Data records:
-- Opening Marker --
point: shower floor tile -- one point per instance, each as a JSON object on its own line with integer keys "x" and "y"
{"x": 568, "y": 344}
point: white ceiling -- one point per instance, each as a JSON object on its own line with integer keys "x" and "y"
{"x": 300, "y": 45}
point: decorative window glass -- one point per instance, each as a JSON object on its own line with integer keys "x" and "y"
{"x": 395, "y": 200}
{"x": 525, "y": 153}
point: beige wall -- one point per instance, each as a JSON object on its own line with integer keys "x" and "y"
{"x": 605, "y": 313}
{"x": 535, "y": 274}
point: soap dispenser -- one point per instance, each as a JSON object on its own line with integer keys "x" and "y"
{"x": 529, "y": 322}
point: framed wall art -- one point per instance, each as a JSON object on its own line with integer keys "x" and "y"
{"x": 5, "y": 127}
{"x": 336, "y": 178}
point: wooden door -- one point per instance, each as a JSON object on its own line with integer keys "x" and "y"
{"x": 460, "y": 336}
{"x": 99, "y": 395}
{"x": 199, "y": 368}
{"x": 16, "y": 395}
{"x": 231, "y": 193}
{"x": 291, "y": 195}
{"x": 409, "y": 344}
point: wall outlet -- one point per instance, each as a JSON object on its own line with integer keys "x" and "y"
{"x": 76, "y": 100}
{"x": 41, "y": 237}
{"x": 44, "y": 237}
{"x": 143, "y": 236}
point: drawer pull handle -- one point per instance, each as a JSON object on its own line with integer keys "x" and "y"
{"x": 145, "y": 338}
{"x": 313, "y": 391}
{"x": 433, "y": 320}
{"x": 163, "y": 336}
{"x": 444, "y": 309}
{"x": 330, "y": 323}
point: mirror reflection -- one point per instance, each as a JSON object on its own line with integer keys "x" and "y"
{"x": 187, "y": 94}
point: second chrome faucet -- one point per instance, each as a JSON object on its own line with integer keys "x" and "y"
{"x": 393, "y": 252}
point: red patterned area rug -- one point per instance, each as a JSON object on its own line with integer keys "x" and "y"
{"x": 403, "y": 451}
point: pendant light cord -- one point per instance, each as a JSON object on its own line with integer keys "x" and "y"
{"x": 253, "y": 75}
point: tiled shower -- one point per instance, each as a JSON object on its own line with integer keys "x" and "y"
-- Closing Marker --
Each record needs to be duplicated exactly as given.

TASK RESULT:
point: shower floor tile -- one point per instance, each as a JSON object on its own line with integer keys "x" and "y"
{"x": 568, "y": 344}
point: white ceiling -- one point per instance, each as a JSON object on its own line with integer keys "x" and "y"
{"x": 300, "y": 45}
point: decorative window glass -- one point per instance, each as a JSON object on its own line with integer keys "x" and "y"
{"x": 395, "y": 200}
{"x": 525, "y": 153}
point: beige wall -- one point per instance, each as a JSON object on its own line with integer keys "x" and "y"
{"x": 605, "y": 313}
{"x": 535, "y": 274}
point: soap dispenser -- one point per instance, each as a JSON object on its own line with integer keys "x" and "y"
{"x": 529, "y": 322}
point: framed wall art -- one point per instance, each as a JSON object on its own line with integer keys "x" and "y"
{"x": 5, "y": 127}
{"x": 336, "y": 178}
point: wooden door -- one point per instance, each as a JSON object on its own line with integer keys "x" and "y"
{"x": 460, "y": 336}
{"x": 99, "y": 395}
{"x": 199, "y": 368}
{"x": 16, "y": 395}
{"x": 231, "y": 193}
{"x": 291, "y": 195}
{"x": 409, "y": 344}
point: wall outlet -- one point per instance, each as a JSON object on its own line with integer keys "x" and "y"
{"x": 76, "y": 100}
{"x": 41, "y": 237}
{"x": 44, "y": 237}
{"x": 143, "y": 236}
point: drawer pull handle -- one point per instance, each as a JSON object on its own line with integer keys "x" and "y"
{"x": 145, "y": 338}
{"x": 313, "y": 391}
{"x": 433, "y": 320}
{"x": 163, "y": 336}
{"x": 444, "y": 309}
{"x": 330, "y": 323}
point: mirror reflection -- one point per instance, each as a JSON object on its own line with integer keys "x" and "y"
{"x": 187, "y": 94}
point: second chrome faucet -- one point per instance, each as a JSON object on its own line with integer keys "x" and "y"
{"x": 393, "y": 252}
point: red patterned area rug -- one point per instance, each as a JSON object on its own line with integer keys "x" and "y"
{"x": 403, "y": 451}
point: pendant light cord -- one point per instance, each as a JSON object on its own line with integer keys "x" and "y"
{"x": 253, "y": 75}
point: tiled shower -- one point per instance, each as a JSON object on its own line with integer keys "x" and "y"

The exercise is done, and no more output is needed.